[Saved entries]

============================================================

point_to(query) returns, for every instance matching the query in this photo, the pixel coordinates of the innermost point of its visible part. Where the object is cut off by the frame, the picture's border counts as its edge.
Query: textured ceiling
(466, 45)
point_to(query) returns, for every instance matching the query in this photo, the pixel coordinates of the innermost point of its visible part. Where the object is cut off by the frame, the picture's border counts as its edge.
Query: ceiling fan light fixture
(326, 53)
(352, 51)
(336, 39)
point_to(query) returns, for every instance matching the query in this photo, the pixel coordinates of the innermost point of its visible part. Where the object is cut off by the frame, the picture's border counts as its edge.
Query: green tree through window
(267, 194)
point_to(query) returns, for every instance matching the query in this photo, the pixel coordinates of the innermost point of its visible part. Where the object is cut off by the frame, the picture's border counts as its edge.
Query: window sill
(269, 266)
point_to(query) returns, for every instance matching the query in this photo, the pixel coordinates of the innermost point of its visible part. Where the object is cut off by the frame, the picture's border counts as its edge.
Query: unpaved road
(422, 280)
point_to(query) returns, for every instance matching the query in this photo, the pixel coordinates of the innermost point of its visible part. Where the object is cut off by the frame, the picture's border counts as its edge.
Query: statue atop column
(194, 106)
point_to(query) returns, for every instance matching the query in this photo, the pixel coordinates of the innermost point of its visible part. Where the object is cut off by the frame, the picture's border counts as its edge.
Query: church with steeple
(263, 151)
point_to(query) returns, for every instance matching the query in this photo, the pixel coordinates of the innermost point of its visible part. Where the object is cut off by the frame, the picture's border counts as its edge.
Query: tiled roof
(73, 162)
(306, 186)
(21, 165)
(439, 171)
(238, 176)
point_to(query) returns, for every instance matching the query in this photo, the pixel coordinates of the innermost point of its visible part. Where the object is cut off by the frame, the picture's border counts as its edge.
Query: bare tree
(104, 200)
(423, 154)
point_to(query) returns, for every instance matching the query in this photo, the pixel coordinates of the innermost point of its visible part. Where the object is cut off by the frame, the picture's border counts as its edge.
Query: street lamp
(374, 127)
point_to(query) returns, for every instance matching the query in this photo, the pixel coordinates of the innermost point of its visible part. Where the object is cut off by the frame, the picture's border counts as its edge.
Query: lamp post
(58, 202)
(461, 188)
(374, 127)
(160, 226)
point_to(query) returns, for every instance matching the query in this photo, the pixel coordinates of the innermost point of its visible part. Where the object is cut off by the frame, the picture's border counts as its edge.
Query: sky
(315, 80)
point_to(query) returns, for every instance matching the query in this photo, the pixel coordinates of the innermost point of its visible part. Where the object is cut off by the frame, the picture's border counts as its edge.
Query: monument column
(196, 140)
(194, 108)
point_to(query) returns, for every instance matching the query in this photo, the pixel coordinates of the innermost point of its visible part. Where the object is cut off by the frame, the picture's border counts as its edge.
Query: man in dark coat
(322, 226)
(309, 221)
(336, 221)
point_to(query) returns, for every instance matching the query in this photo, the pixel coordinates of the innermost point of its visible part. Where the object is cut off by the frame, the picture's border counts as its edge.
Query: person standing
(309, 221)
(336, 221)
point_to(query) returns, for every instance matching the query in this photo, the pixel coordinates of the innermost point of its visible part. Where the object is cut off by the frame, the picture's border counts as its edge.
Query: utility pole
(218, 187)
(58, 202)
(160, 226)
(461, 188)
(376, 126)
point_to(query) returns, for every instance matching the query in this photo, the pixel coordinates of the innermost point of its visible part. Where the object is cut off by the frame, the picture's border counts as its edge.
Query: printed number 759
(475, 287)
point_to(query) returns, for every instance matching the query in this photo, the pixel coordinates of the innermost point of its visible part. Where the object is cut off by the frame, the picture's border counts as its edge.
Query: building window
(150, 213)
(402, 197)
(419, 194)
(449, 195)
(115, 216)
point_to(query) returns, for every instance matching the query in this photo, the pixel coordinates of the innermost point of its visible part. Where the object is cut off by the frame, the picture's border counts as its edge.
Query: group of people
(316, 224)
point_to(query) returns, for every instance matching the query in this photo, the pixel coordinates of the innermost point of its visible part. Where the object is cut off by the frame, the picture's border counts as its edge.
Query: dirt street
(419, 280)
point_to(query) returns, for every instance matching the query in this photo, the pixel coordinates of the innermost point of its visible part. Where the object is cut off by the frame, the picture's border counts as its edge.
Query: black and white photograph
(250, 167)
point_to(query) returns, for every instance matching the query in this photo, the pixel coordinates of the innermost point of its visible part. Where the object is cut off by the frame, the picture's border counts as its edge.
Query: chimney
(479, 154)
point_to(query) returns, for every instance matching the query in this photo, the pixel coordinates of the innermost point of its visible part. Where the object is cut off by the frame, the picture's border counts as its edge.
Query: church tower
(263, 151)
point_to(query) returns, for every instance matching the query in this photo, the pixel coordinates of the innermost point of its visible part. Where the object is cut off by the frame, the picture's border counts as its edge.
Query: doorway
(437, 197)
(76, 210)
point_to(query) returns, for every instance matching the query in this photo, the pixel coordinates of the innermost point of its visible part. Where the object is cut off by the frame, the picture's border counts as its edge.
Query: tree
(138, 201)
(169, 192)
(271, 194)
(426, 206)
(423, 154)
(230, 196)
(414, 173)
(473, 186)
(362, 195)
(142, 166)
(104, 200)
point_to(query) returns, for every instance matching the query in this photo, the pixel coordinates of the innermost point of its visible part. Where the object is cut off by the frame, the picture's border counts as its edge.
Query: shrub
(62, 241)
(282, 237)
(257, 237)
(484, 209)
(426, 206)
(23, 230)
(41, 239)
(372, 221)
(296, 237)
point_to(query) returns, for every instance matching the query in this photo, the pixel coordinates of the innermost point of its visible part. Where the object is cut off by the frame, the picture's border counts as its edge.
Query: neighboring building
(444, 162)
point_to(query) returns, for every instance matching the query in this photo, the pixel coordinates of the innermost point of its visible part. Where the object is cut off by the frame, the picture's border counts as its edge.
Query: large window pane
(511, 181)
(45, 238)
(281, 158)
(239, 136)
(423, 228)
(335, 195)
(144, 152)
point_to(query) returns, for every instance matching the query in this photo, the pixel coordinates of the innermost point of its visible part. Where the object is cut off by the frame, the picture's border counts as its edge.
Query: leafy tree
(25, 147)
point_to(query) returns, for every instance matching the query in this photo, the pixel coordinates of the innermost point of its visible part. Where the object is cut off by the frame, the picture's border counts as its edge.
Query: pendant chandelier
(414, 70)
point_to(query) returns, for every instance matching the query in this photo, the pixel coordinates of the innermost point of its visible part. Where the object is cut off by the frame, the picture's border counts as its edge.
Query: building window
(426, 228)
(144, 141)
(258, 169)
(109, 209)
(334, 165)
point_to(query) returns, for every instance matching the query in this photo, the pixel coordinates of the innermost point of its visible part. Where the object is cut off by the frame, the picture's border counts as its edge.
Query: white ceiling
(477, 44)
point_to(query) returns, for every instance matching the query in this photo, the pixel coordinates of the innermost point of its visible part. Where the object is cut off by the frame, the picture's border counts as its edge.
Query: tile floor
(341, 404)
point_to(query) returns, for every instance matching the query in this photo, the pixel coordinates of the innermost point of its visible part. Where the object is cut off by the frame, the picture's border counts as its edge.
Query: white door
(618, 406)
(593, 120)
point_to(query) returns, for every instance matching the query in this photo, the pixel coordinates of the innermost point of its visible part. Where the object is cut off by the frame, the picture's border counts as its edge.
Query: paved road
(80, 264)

============================================================

The problem:
Without altering anything, print all of the data again.

Result for this exercise:
point_to(query) returns, for every instance matching the query in this photo, the pixel coordinates of the innermost point of its visible part. Where the object is cut off by the frame, the picture's border counts as its edge.
Query: textured ceiling
(466, 45)
point_to(query) returns, for every instance matching the query in this photo, the pixel coordinates of the innermost point of its visible part. Where the object is cut off by the frame, the picture's border counts as its edge.
Query: ceiling fan light fixture
(326, 53)
(352, 51)
(336, 39)
point_to(query) returns, for every instance matching the query in this photo, the pixel coordinates of the innermost point of its visible part. Where the object is cut off by the frame, the picture's border counts as its edge.
Query: green tree through window
(267, 194)
point_to(query) returns, for every instance matching the query in this photo, the pixel coordinates of the innermost point of its visible part. Where the object is cut off by the frame, the picture's border counts as its edge.
Query: window sill
(269, 266)
point_to(query) returns, for every instance matching the query in this photo, the pixel coordinates of the innermost point of its visible part. Where the object is cut off by the frame, the picture's border counts as its edge.
Query: unpaved road
(422, 280)
point_to(query) returns, for every instance matching the query in this photo, the pixel coordinates of the innermost point of its visible part. Where the object is cut off by the frame, the picture's border counts as its edge.
Query: statue atop column
(194, 106)
point_to(query) returns, for every instance matching the query in this photo, the pixel coordinates of the innermost point of its visible part. Where the object is cut off by the frame, the picture's border counts as its edge.
Query: church with steeple
(263, 151)
point_to(query) returns, for every instance matching the query in this photo, the pixel coordinates of the innermost point of its visible part. Where the object is cut off by the frame, the picture's border counts as its edge.
Query: tiled roof
(73, 162)
(306, 186)
(21, 165)
(439, 171)
(238, 176)
point_to(query) returns, for every instance matching the query in this photo, the pixel coordinates of the innermost point of its visible part. Where the object is cut off by the frame, the picture's border counts as its edge.
Query: bare tree
(104, 200)
(423, 154)
point_to(query) returns, for every instance matching the query in this photo, the pixel coordinates of the innermost point of its visible part. Where the object is cut off by the frame, the picture's border counts as its edge.
Query: street lamp
(374, 127)
point_to(query) returns, for every instance matching the query in this photo, the pixel coordinates of the innermost point of its visible part. Where the object is cut off by the frame, the picture's border counts as its edge.
Query: lamp post
(58, 202)
(461, 188)
(374, 127)
(160, 226)
point_to(query) returns, for every instance matching the query in this photo, the pixel coordinates of the innermost point of its visible part. Where the object is cut off by the frame, the picture's border counts as its edge.
Query: sky
(315, 80)
point_to(query) returns, for every instance matching the query in this photo, the pixel coordinates of the innermost point of its visible part. Where the object is cut off by the frame, the picture's border counts as its edge.
Query: monument column
(196, 140)
(194, 108)
point_to(query) returns, for every instance matching the query in this photo, the pixel coordinates of the innermost point of its visible part. Where the object is cut off by the frame, the picture's border counts as its edge.
Query: man in dark coat
(322, 226)
(309, 221)
(336, 221)
point_to(query) returns, for every instance matching the query in this photo, the pixel coordinates of the innermost point of its visible part. Where the object is cut off by the frame, the picture's border counts as its edge.
Query: person standing
(309, 221)
(336, 221)
point_to(query) returns, for every instance matching the query in this photo, the pixel coordinates of the innermost point of its visible part. Where the object is cut off by the frame, the picture's border counts as its edge.
Query: utility pole
(218, 187)
(58, 202)
(160, 226)
(461, 188)
(376, 126)
point_to(query) returns, for every instance matching the query in this photo, the pixel coordinates of the innermost point of its visible part. Where the object is cut off by the frame, the picture's border counts as its edge.
Query: printed number 759
(475, 287)
point_to(query) returns, for every instance matching the query in this photo, the pixel coordinates of the innermost point of its visible part. Where the object is cut off by the frame, the picture's border counts as its edge.
Query: building window
(150, 213)
(402, 197)
(419, 194)
(449, 195)
(115, 216)
point_to(query) returns, for every instance matching the query in this photo, the pixel coordinates of the innermost point of its visible part. Where the object is cut off by the frame, the picture's border counts as its edge.
Query: group of people
(316, 224)
point_to(query) returns, for every instance matching the query in this photo, the pixel coordinates of the innermost point of its visible part. Where the object is cut off by the frame, the picture's border counts as its edge.
Query: dirt street
(419, 280)
point_to(query) returns, for every instance matching the query in this photo, the pixel coordinates of the innermost point of its visible part. Where the object is cut off by the frame, the picture's border counts as its edge.
Query: black and white photograph
(250, 167)
point_to(query) returns, for every instance matching the query in this photo, the pixel coordinates of the innermost point of its visible part. Where the object is cut off by the frame, the picture's border counts as its edge.
Query: chimney
(479, 154)
point_to(query) returns, for every instance matching the query in this photo, the pixel coordinates of the innermost point of its visible part. Where the object is cut off by the frame, the picture's border counts as its edge.
Query: church tower
(263, 151)
point_to(query) returns, for every instance matching the query in this photo, the pixel coordinates of the innermost point of its visible part. Where the object is cut off by the frame, the picture's border counts as its edge.
Query: doorway
(437, 197)
(76, 210)
point_to(query) returns, for every instance matching the query in this photo, the pixel coordinates of the innermost point of its visible part. Where the object is cut off by the frame, the picture's border counts as its edge.
Query: tree
(138, 201)
(169, 192)
(271, 194)
(426, 206)
(423, 154)
(230, 196)
(414, 173)
(473, 186)
(362, 195)
(142, 166)
(104, 200)
point_to(query) returns, for every instance matching the query in this photo, the pixel coordinates of the innermost point of its visible part. Where the object is cut off by the frame, the picture's border counts as its edge.
Query: shrub
(62, 241)
(282, 237)
(257, 237)
(484, 209)
(426, 206)
(23, 230)
(41, 239)
(372, 221)
(296, 237)
point_to(query) returns, for every instance matching the query in this photo, the pixel coordinates of the innermost point of its visible part. Where the object is cut off by the frame, the picture's border counts as its edge.
Query: neighboring building
(444, 162)
point_to(query) returns, for every instance matching the query in this photo, the pixel coordinates of the innermost point of its visible part. Where the object is cut off by the frame, the picture's border counts as its edge.
Query: large window pane
(511, 181)
(45, 238)
(281, 158)
(239, 136)
(423, 228)
(335, 195)
(144, 152)
point_to(query) returns, for every instance matching the query in this photo, the pixel coordinates of the innermost point of its visible part. Where the object is cut off by the frame, the picture's border counts as its edge.
Query: leafy tree
(25, 147)
point_to(query) returns, for every instance matching the query in this photo, the pixel coordinates of the innermost point of its visible part. Where the object is cut off by the frame, the picture's border counts as its edge.
Query: pendant chandelier
(414, 70)
point_to(query) returns, for every instance matching the query in this photo, the pixel coordinates of the innermost point of its visible part. Where the object is cut off by the frame, the picture's border counts as its edge.
Query: building window
(426, 228)
(144, 141)
(258, 169)
(109, 209)
(334, 165)
point_to(query) returns, for every instance matching the query in this photo, the pixel coordinates of the innermost point of its visible part. Where the object is cut off by the frame, the picture's border counts as its edge.
Query: white ceiling
(477, 44)
point_to(query) returns, for every instance matching the query in this photo, the pixel coordinates of the innermost point of its visible part. Where the object is cut off by the frame, the picture's border counts as its edge.
Query: tile floor
(341, 404)
point_to(query) returns, for every instance matching the query in this photo, the pixel coordinates of the innermost point of its visible part. Where the object is cut off by the frame, the picture's border counts as its edge.
Query: white door
(618, 406)
(593, 120)
point_to(query) returns, for every instance matching the query in this photo, the pixel coordinates of the innermost point of its visible part. Where the object is cut off by the frame, the picture's border counts as its edge.
Query: paved road
(80, 264)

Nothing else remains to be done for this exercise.